Directions: Repeat every line of the material, character for character.

::: Input records

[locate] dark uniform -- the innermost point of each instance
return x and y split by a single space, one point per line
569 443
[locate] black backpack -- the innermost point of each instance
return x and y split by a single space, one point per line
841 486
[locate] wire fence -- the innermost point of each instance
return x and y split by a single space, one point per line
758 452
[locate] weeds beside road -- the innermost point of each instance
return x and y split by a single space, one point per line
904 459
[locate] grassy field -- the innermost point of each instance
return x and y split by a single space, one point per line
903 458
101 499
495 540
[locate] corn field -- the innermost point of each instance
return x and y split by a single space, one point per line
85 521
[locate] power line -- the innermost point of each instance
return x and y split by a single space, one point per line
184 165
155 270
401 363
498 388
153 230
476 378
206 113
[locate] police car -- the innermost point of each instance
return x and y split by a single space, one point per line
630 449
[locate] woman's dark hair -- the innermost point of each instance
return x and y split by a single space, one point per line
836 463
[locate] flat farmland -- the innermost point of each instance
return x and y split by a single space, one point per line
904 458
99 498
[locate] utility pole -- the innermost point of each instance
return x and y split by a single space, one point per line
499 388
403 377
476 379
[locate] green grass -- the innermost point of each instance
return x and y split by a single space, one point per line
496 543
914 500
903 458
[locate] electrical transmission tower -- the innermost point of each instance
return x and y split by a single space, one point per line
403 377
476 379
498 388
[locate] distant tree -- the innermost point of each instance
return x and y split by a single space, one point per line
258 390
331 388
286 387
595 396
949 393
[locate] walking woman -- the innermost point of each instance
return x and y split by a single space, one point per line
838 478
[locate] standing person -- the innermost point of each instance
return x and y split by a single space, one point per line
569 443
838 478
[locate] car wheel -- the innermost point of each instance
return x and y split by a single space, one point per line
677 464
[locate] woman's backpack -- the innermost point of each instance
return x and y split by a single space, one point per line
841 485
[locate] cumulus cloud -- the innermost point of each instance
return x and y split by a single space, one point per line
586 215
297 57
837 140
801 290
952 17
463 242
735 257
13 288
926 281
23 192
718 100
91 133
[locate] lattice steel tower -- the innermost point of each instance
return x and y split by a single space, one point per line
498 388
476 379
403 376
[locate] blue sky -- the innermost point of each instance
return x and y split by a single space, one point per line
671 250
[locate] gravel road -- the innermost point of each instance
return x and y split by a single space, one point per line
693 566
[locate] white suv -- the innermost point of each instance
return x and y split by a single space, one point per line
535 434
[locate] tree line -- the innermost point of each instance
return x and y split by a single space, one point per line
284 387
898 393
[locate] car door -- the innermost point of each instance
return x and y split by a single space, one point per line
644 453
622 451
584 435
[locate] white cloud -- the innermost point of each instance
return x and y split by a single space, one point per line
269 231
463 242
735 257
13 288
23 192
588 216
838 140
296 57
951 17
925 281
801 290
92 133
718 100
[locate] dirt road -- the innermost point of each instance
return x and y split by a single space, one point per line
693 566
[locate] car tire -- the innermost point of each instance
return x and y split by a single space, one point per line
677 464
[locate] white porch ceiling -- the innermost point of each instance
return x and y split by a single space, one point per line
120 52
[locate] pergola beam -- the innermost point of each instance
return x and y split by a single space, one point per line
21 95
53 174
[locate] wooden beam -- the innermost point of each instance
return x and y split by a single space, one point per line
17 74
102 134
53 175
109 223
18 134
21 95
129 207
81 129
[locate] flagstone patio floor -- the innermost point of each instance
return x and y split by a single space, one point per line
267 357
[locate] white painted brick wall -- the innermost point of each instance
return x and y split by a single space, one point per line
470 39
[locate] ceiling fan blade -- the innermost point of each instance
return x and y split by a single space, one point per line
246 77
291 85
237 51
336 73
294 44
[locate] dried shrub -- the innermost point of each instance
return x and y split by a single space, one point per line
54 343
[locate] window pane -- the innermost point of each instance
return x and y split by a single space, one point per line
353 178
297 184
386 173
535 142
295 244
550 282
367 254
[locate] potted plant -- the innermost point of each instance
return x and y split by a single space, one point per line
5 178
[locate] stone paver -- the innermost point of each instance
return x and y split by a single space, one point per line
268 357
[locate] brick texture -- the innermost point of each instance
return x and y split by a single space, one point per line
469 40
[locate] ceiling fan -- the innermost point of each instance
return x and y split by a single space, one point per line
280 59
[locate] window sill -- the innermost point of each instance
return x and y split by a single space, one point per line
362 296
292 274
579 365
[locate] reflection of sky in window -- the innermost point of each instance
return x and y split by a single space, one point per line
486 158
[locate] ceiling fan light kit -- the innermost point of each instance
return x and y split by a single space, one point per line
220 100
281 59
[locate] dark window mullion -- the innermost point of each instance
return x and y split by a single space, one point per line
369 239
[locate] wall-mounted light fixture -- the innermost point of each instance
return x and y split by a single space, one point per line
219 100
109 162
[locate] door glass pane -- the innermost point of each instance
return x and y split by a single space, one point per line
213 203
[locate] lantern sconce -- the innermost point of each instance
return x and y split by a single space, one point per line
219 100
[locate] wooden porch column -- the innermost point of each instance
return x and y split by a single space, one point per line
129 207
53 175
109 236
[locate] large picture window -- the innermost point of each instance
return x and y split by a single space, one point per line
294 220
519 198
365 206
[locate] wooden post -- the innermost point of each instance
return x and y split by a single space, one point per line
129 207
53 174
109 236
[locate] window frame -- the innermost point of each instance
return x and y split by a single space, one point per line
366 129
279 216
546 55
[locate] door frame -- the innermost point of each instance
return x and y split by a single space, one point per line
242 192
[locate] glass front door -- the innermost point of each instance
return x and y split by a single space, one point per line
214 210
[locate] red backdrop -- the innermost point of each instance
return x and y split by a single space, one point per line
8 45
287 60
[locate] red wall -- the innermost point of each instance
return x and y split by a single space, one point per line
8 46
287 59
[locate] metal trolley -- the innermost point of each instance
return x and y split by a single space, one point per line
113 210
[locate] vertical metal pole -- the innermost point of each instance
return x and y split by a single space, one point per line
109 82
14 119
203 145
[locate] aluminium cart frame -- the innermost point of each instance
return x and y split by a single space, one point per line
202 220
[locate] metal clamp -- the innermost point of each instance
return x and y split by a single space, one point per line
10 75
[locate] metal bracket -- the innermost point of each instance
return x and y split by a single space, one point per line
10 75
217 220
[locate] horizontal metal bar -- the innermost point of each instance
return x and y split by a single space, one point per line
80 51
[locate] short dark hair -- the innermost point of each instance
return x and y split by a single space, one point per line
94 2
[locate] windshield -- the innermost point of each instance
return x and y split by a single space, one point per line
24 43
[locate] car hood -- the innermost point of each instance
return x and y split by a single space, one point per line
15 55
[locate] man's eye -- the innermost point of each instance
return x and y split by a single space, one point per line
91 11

::::::

Written response:
[locate] dark uniform -- the innermost point of each instance
return x and y split by a single space, one point per line
569 443
[locate] black backpack -- the innermost point of each instance
return x and y split by a single space, one point per line
841 486
[locate] wire fence -- the innermost point of each instance
return x and y split by a single space, one point per line
758 452
[locate] weeds beside road -- the innermost point of each instance
return x and y split by a single space, one point per line
904 459
[locate] grassy field -- the innermost point of each instance
return x and y split by a single space, one point per line
903 458
101 499
495 540
[locate] corn field -- the innermost point of each instance
return x and y split by a single space, one point per line
85 521
[locate] power line -- the innermost point of each instance
return x and y split by a single space, one point per line
184 165
155 270
401 363
498 388
153 230
476 378
206 113
[locate] police car -- the innermost point of each instance
return x and y split by a single space, one point per line
630 449
[locate] woman's dark hair -- the innermost point of each instance
return x and y split by a single space, one point per line
836 463
[locate] flat farmland -- the innermost point of each instance
return x and y split by a single space, one point per line
904 458
99 498
[locate] utility pole -- the innermost point of each instance
return x and y split by a single space, one point per line
499 388
403 377
476 379
[locate] green grass -- the innermost point of each instance
return x and y split by a single space, one point per line
496 543
914 500
903 458
[locate] electrical transmission tower -- the innermost point of each instance
return x and y split by a single space, one point per line
403 377
476 379
498 388
[locate] distant tree -- the innermost point of each instance
return x and y split by a single space, one point per line
258 390
331 388
286 387
595 396
949 393
[locate] walking woman -- the innermost point of each instance
return x and y split by a single space, one point per line
838 478
[locate] standing person -- the innermost point of each instance
return x and y split by a single space, one point per line
569 443
838 478
[locate] car wheel -- the innermost point of each instance
return x and y split by a single space, one point per line
677 464
[locate] woman's backpack -- the innermost point of each instance
return x and y split by a single space, one point per line
841 485
[locate] cumulus cloud -- the innermost point of each instance
return x and y split by a single space, one point per line
586 215
297 57
837 140
801 290
952 17
463 242
735 257
13 288
926 281
23 192
718 100
91 133
[locate] lattice steel tower -- the innermost point of each instance
return x and y split by a single space, one point per line
498 388
476 379
403 376
[locate] blue sky -- the innermost point of each instance
return x and y split by a single space, one point per line
671 250
[locate] gravel road -- the innermost point of each instance
return x and y split by a single space, one point per line
693 566
[locate] white suv -- the innermost point of each instance
return x and y split by a single space, one point per line
535 434
[locate] tree line -- the innermost point of each instance
return x and y split by a single space, one point per line
284 387
898 393
[locate] car door -- the innermost point of each instance
return x and y split by a single space, one point per line
644 453
622 451
584 435
[locate] white cloud -- the innermost point of each instance
return x and y split by a single space, one point per line
269 231
463 242
735 257
13 288
23 192
588 216
838 140
296 57
951 17
925 281
801 290
92 133
718 100
[locate] dirt road -- the innermost point of each instance
return x and y split by a single space, one point per line
693 566
[locate] car tire -- the innermost point of each instance
return x and y split by a single space, one point per line
677 464
[locate] white porch ceiling -- the innermost point of each instance
return x and y split by a single space, one point per line
120 52
[locate] pergola beam -- the innermost point of each instance
return x and y split by a single space, one point per line
21 95
53 174
[locate] wooden beam -- the innermost point of each instance
return x and y split by a single space, one point per line
17 74
102 134
53 175
109 223
18 134
21 95
129 207
81 129
[locate] flagstone patio floor -- the innermost point of each instance
return x and y split by a single space, one point per line
267 357
[locate] white painted brick wall -- the innermost point of each instance
return x and y split by a single space, one point per line
470 39
[locate] ceiling fan blade -- the innermost point of each instance
return x and y split by a single space, one point per line
246 77
291 85
237 51
336 73
294 44
[locate] dried shrub -- the innermost point of each instance
return x and y split by a single space, one point per line
54 343
[locate] window pane -- the innermost point of each instance
return x and y split by a single space, one point per line
353 178
297 184
386 173
535 142
295 244
550 282
367 254
[locate] potted plant -- the innermost point of each instance
return x and y split by a single space, one point per line
5 178
[locate] stone paver -- the innermost point of each instance
return x and y split by a single space, one point per line
268 357
[locate] brick texture -- the innermost point of each instance
return x and y split by a single space, one point per line
469 40
[locate] ceiling fan -- the innermost point of each instance
return x and y split by a single space, one point per line
280 59
[locate] window sill -- the innermost point of each instance
return x and y split by a single space, one point per line
362 296
292 274
579 365
[locate] reflection of sky in window -- the innermost point of each instance
return x and y split by a single space, one point per line
486 158
[locate] ceiling fan light kit -- the innermost point of each instance
return x and y split by a single space, one point per line
220 100
281 59
[locate] dark window mullion -- the innermost point of each instance
return x and y split by a single space, one point per line
369 239
[locate] wall-mounted light fixture -- the innermost point of each instance
return x and y split by a single space, one point per line
219 100
109 162
[locate] door glass pane -- the innermost point of each instance
return x and y split by a single space, one point per line
213 203
[locate] lantern sconce -- the innermost point of each instance
return x and y split by a single space, one point per line
219 100
[locate] wooden porch column -- the innermost point of each instance
return x and y split by a single space, one point per line
129 207
53 175
109 236
[locate] large picture window -- the innermost point of each instance
return x and y split by a single space, one point per line
294 220
519 198
365 206
[locate] wooden post -- the innermost point of each instance
return x and y split by a single space, one point per line
129 207
53 174
109 236
[locate] window frame -- the innermost point of each instance
return x and y split by a single space, one point per line
366 129
279 216
546 55
[locate] door frame -- the innermost point of each instance
return x and y split by a single space, one point per line
242 192
[locate] glass front door -- the innermost point of each instance
return x and y split by a single space, one point per line
214 210
[locate] red backdrop -- the innermost point of each instance
return x and y split by a single space, one point per line
8 45
287 60
[locate] red wall -- the innermost point of each instance
return x and y split by a single space, one point per line
8 46
287 59
[locate] metal trolley -- the innermost point of each instance
return x and y split by a single space, one point per line
113 210
[locate] vertical metal pole -- the innermost point of each instance
return x and y split by a single space, one point per line
109 82
14 119
203 145
[locate] aluminium cart frame -- the innermost point of each instance
return x and y split by a single space, one point per line
202 220
[locate] metal clamp -- the innermost point of each instance
return x and y split by a single space, one point per line
10 75
[locate] metal bracket -- the innermost point of each instance
return x and y split by a single space, one point per line
10 75
217 220
[locate] horizontal metal bar -- the innermost point of each instance
return x and y split by a single space, one point per line
80 51
[locate] short dark hair -- the innermost point of each instance
return x and y split by a single space, one point per line
94 2
[locate] windshield -- the innermost point of each instance
return x and y split by a single space, one point per line
24 43
[locate] car hood -- the innermost point of each instance
return x and y split by a single space, one point per line
15 55
[locate] man's eye -- the innermost point of each instance
return x and y split by a single space, one point per line
91 11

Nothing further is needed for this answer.